__SOURCE TEXT__.

┏━━

Two fish kills reported in Georgetown County

Hundreds of dead fish were found in North Inlet late Thursday and is the second time officials found a large fish kill this week.

Both incidents are likely due to low oxygen levels which poses no threat to water quality for humans.

Dean Cain, a marine biologist with S.C. Department of Natural Resources, said “upwards of a million fish” died in Winyah Bay around Muddy Bay sometime late Wednesday or early Thursday and is likely related to a low dissolved oxygen event. He said most of the fish were Menhaden, but there were also some Red Drum.

Cain on Friday was investigating a second report in North Inlet, which he said is about eight and a half miles away from the Winyah Bay event.

Seven Seas Seafood Market, in Murrells Inlet, posted pictures on Facebook late Thursday evening saying a boat captain went to North Inlet Thursday morning and found “a huge kill of Spot Tail and Menhaden.”

Cain said hypoxia (the absence of oxygen in the water) is the likely culprit for both fish kills, but said it doesn’t mean the events are related.

In January 2013, thousands of Menhaden fish washed ashore in Debordiue and Pawleys Island. Officials suspected low oxygen levels in the waters just offshore.

Phil Maier, with DNR, said it will take a couple days to confirm low oxygen levels is responsible, but said all conditions point that direction.

“An early morning low tide, warm temperatures, and real stable conditions point toward a low dissolved oxygen kill,” he said. “June through August is typically when we see these kinds of events.”

Water samples at both sites are being collected, as are measurements of the temperature, salinity and dissolved oxygen.

Cain said the water samples will be tested to determine if there is any correlation with a phytoplankton or algae bloom which also can cause low oxygen levels.

Neither Winyah Bay nor North Inlet are closed and Cain said there is no reason to avoid either location. Cain said low dissolved oxygen does not impact water quality as it relates to humans.

┗━━

In the fish kill report, how far is North Inlet from the Winyah Bay event?

__SOURCE DATA__.
┏━━

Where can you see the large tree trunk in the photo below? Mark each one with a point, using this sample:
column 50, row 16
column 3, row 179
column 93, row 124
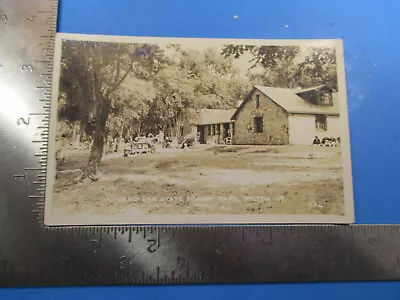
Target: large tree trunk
column 102, row 111
column 119, row 140
column 76, row 137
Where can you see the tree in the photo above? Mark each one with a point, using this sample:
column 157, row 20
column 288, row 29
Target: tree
column 92, row 74
column 288, row 66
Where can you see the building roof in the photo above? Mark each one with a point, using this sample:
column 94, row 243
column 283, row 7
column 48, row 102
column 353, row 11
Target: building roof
column 314, row 88
column 213, row 116
column 292, row 103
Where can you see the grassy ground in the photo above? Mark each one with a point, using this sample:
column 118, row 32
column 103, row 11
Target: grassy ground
column 219, row 179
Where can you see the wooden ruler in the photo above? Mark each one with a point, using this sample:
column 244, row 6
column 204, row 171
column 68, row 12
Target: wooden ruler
column 33, row 255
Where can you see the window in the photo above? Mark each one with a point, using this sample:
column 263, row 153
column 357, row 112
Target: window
column 321, row 122
column 258, row 124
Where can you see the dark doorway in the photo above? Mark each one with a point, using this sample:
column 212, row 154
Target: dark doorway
column 226, row 130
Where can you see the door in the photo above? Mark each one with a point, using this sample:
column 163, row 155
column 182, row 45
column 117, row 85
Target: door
column 200, row 134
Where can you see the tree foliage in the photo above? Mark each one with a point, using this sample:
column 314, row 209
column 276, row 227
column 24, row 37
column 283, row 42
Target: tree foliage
column 114, row 90
column 288, row 66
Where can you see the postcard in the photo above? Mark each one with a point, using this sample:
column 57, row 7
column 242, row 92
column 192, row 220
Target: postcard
column 148, row 130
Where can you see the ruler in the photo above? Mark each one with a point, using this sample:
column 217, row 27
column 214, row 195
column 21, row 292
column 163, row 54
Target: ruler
column 34, row 255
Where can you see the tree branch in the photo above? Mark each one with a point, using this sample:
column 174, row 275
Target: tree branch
column 120, row 80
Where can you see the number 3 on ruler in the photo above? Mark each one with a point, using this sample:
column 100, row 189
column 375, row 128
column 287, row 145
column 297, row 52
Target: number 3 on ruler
column 22, row 120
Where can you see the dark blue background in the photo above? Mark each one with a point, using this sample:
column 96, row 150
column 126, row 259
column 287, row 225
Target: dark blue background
column 370, row 30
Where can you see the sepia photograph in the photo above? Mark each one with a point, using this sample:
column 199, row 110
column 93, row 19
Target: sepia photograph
column 148, row 130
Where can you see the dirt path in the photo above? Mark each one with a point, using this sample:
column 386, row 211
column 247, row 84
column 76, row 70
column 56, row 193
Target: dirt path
column 301, row 180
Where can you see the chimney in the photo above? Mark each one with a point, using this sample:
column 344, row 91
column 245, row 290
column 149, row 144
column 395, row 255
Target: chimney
column 238, row 103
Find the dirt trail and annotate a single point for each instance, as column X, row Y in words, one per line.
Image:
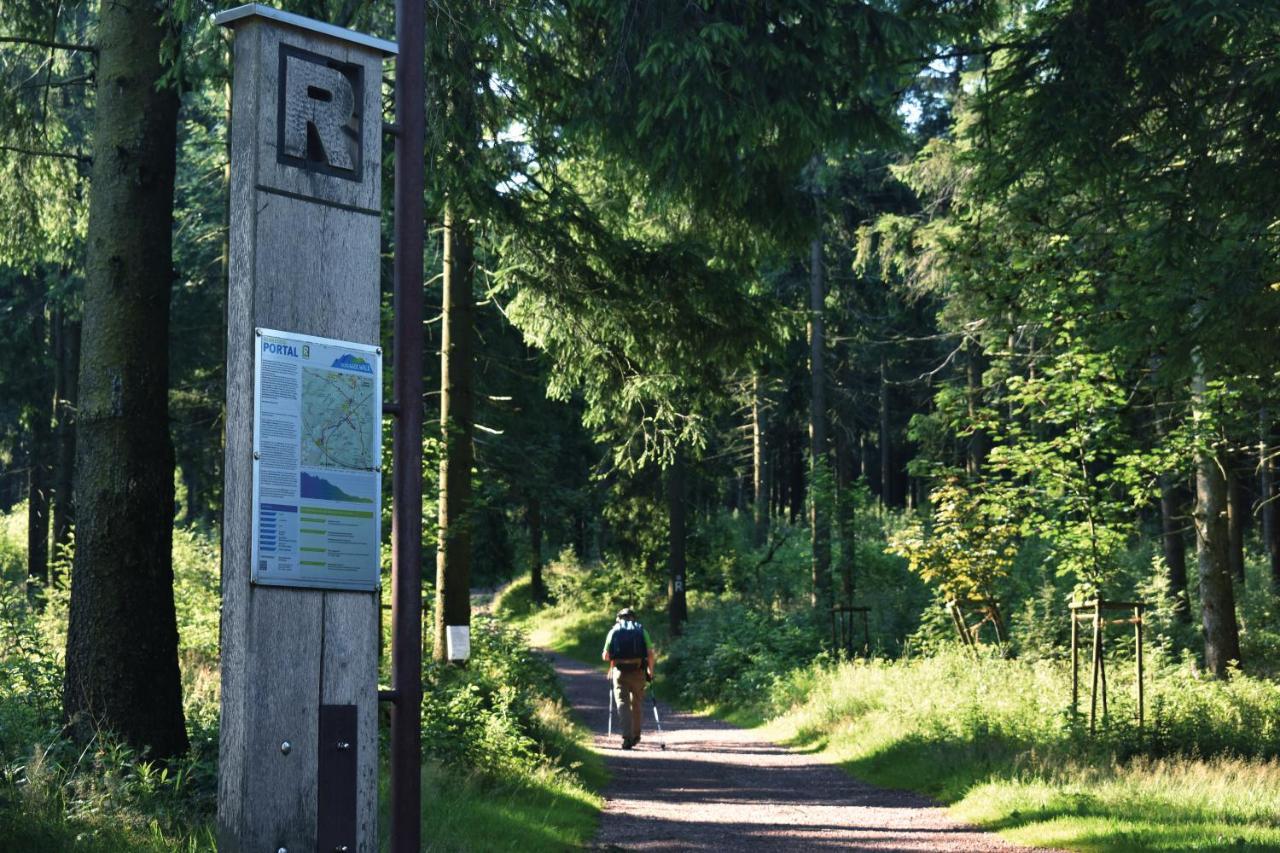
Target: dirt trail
column 721, row 788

┗━━

__WORKED SOLUTION__.
About eight and a half miles.